WHAT YOU WILL DO: Which lines in the rows below contain the string "would"? Show each of those lines in full, and treat a match as valid only when the case is the same.

======== INPUT MATERIAL ========

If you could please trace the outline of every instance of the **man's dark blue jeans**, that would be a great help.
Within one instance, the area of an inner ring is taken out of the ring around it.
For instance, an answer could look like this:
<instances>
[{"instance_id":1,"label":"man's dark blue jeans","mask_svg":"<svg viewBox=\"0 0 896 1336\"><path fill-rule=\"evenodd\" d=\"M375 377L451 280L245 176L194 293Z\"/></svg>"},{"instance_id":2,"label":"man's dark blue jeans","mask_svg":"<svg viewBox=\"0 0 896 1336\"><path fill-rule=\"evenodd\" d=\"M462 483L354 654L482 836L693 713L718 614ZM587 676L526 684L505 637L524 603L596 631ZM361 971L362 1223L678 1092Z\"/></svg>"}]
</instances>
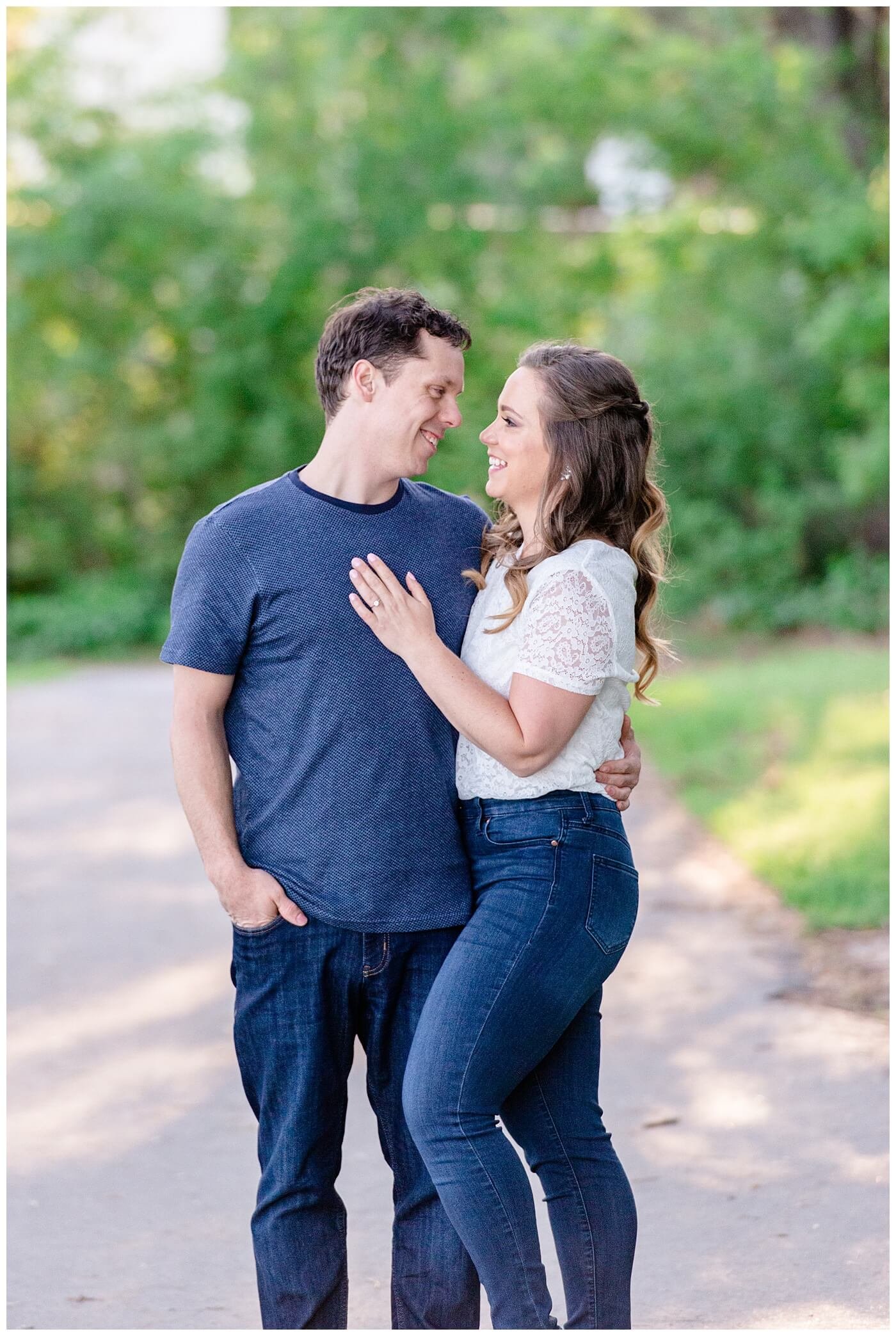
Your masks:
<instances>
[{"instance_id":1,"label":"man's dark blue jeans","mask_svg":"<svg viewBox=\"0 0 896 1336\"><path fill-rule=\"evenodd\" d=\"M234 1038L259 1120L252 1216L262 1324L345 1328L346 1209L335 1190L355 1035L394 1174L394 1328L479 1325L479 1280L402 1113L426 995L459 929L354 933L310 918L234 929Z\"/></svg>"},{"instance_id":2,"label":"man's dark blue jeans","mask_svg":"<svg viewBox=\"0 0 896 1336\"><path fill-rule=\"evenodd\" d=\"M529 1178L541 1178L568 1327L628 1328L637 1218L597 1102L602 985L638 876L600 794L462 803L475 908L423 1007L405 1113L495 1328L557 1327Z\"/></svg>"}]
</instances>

========
======== INPUT MATERIAL ========

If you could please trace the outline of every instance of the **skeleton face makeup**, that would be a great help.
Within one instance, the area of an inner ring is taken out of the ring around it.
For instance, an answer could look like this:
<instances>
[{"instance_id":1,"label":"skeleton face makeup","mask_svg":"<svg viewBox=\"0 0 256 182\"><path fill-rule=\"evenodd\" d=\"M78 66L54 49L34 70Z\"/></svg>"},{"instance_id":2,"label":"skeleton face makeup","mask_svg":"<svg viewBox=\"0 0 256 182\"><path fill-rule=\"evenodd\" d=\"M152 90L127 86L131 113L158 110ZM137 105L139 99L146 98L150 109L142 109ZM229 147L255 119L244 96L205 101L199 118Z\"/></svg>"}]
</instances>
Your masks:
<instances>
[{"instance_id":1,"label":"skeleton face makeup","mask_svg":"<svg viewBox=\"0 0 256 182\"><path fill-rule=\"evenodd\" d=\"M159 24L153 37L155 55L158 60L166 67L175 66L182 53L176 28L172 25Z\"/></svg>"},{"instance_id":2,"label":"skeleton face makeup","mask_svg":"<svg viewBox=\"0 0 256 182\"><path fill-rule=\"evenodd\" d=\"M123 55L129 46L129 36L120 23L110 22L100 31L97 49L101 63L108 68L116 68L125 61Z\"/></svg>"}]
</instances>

========

COMPLETE OUTPUT:
If you could please trace the outline of every instance of the **man's dark blue jeans**, that would be a great help.
If you could please trace the outline of every instance of the **skeleton face makeup**, that would be a great help.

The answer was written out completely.